- _Work to be completed_: In the records below, change every "minimal padding" to "little padding" and give the records again with nothing else altered.

──────── Data for processing ────────

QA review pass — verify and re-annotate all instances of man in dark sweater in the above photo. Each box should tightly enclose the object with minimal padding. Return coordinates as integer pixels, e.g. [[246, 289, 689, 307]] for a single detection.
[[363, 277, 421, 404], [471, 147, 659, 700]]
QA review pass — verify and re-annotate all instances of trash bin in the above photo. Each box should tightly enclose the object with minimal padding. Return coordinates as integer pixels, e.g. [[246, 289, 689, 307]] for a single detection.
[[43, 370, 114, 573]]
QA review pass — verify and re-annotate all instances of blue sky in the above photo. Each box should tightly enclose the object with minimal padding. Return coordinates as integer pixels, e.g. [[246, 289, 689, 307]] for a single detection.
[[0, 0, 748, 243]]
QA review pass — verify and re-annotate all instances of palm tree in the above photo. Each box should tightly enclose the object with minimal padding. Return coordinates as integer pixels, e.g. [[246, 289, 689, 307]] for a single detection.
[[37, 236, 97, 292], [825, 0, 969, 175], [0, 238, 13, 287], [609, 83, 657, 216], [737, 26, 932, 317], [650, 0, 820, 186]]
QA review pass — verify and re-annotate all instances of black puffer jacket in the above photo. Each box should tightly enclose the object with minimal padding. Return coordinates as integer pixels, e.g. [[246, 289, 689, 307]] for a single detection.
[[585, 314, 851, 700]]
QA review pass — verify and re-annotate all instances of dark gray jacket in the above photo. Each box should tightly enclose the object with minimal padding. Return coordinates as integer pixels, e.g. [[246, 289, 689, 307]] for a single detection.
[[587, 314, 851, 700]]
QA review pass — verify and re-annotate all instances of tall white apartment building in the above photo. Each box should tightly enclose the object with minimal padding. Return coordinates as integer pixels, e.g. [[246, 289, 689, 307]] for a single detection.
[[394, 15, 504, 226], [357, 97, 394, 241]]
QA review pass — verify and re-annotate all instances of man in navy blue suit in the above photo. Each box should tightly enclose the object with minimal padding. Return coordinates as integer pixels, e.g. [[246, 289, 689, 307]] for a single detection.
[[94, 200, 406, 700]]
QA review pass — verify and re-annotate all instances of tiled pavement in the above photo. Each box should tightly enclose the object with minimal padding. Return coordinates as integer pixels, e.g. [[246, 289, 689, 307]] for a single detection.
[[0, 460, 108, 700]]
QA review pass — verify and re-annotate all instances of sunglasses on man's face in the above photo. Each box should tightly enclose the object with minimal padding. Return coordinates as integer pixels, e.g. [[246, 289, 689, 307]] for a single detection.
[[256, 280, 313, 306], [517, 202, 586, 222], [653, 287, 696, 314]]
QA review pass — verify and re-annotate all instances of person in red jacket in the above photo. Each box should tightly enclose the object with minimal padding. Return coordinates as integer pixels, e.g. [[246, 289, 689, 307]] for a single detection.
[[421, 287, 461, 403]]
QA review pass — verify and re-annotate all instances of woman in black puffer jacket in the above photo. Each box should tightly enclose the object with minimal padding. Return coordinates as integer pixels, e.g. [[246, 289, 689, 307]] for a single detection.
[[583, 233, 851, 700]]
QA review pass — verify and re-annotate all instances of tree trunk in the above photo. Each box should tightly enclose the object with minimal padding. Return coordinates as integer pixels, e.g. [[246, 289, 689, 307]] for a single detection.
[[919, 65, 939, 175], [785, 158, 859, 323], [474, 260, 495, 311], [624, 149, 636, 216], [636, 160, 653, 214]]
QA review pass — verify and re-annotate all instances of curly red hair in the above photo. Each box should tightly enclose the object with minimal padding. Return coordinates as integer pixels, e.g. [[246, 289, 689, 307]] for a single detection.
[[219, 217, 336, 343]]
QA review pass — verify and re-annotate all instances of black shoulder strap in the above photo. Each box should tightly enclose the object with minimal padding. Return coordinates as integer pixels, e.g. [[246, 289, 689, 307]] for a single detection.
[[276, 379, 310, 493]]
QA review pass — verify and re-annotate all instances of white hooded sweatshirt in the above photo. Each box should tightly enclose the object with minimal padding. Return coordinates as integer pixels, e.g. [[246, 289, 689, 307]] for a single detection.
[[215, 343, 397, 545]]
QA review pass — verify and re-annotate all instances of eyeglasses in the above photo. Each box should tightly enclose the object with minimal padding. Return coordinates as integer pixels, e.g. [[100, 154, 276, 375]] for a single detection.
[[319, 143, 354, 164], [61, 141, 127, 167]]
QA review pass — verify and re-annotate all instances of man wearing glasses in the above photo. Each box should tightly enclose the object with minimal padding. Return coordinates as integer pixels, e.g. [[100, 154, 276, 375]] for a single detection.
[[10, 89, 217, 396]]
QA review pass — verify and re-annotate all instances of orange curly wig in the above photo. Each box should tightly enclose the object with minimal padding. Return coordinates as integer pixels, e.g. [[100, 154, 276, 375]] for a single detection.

────────

- _Output below_:
QA review pass — verify and re-annotate all instances of man in dark sweater in the above photo. Each box should tightly enclose the object with little padding. Return coordinates as integer pixels, e.g. [[246, 289, 689, 307]] for a single detection.
[[363, 277, 421, 404], [471, 147, 659, 700]]
QA review pass — verify and re-annotate all instances of trash bin in the above photo. Each box should tightly enclose the object with little padding. Return coordinates as integer pixels, e.g. [[246, 289, 689, 307]] for a single detection.
[[43, 370, 114, 573]]
QA review pass — verify and re-annotate all instances of blue sky in the above photo. Each box should tightly enclose the object with little padding. Return coordinates as integer pixels, e.g. [[246, 289, 689, 307]] for a single detection.
[[0, 0, 748, 243]]
QA review pass — verify and re-annotate all instances of palm tree in the above photo. Each box should tightly enclose the object with little padding. Return coordinates as integer pixels, e.g. [[246, 289, 689, 307]] for a single detection.
[[37, 236, 97, 292], [825, 0, 969, 175], [0, 238, 13, 287], [609, 83, 657, 216], [737, 26, 932, 317], [650, 0, 820, 186]]
QA review pass — verify and re-annotate all instances of black puffer jacket in the above photo. Each box should tightly enclose the object with little padding. Return coordinates as integer pixels, e.g. [[246, 289, 689, 307]] for a single detection.
[[585, 314, 851, 700]]
QA review pass — verify and re-annotate all instances of dark gray jacket in the above photo. Each box should tightly enclose the object with little padding. Return coordinates as integer pixels, e.g. [[246, 289, 689, 307]] for a single detection.
[[587, 314, 851, 700]]
QA review pass — verify and re-annotate all instances of tall white apartment building in the above photo. Each box should tightly enclose the object with little padding. Return coordinates as integer pixels, e.g. [[246, 289, 689, 307]] for a single detection.
[[394, 15, 504, 226], [357, 97, 394, 241]]
QA review pass — verify and re-annotate all instances of man in navy blue suit in the above photo. Each box should tightly enclose the object with little padding. Return coordinates as integer pixels, e.g. [[246, 289, 689, 307]] for a single detection.
[[94, 200, 406, 700]]
QA review pass — verify and re-annotate all instances of tiled pavement in the above photo. Each box should tightly enclose the object with little padding. Return coordinates as integer pixels, e.g. [[246, 289, 689, 307]] for a single detection.
[[0, 460, 108, 700]]
QA review pass — verify and re-annotate all instances of sunglasses on man's face in the above photo. Each box should tightly enclose the object with little padding. Return coordinates as integer pixels, e.g. [[246, 289, 689, 307]] for a single detection.
[[256, 280, 313, 306], [517, 202, 586, 222], [653, 287, 696, 314]]
QA review pass — verify and re-annotate all instances of person in red jacket in the above photo. Each box should tightly enclose the object with little padding. Return coordinates as integer pixels, e.g. [[246, 289, 689, 307]] for a single detection.
[[421, 287, 461, 403]]
QA review pass — verify and re-annotate all instances of woman in black puffer jacket in the above photo. Each box should tightly enclose the object with little padding. Return coordinates as integer pixels, e.g. [[246, 289, 689, 307]] for a single detection.
[[583, 233, 851, 700]]
QA review pass — verify and re-annotate all instances of tree trunk in the above photo. Each box should tightly enclose the object with little padding. Return coordinates as integer pixels, e.g. [[246, 289, 689, 307]] for a single detection.
[[919, 65, 939, 175], [785, 158, 859, 323], [474, 260, 495, 311], [624, 149, 636, 216], [636, 160, 653, 214]]
QA review pass — verify and re-annotate all instances of curly red hair in the above photo. Each box should tightly enclose the object with little padding. Return coordinates as integer pixels, e.g. [[246, 289, 689, 307]] for a single detection.
[[219, 217, 336, 343]]
QA review pass — verify and re-annotate all instances of black shoulder strap in the above photo. Each box should tightly enclose the object with little padding. Return coordinates as integer pixels, e.g. [[246, 289, 689, 307]] for a single detection.
[[276, 379, 310, 493]]
QA review pass — verify and re-annotate all instances of white hooded sweatshirt in the above photo. Each box should tightly enclose the object with little padding. Return coordinates as integer pixels, e.g. [[246, 289, 689, 307]] for a single detection.
[[215, 343, 397, 545]]
QA review pass — verify and re-annotate all instances of eyeglasses in the above photo. Each box should tightly enclose the object with little padding. Return coordinates as integer pixels, e.g. [[100, 154, 276, 375]] for a single detection.
[[319, 143, 354, 164], [61, 141, 127, 167]]
QA review pass — verify and re-annotate all instances of man wearing glasses in the above photo. Each box should tightly enclose the object with little padding. Return coordinates as integer pixels, e.g. [[100, 154, 276, 375]] for a single detection.
[[10, 89, 217, 396]]
QA review pass — verify and re-annotate all instances of orange curly wig in the above photo. Each box should tightly enclose the object with little padding. Return coordinates as integer pixels, e.g. [[100, 154, 276, 375]] for a single detection.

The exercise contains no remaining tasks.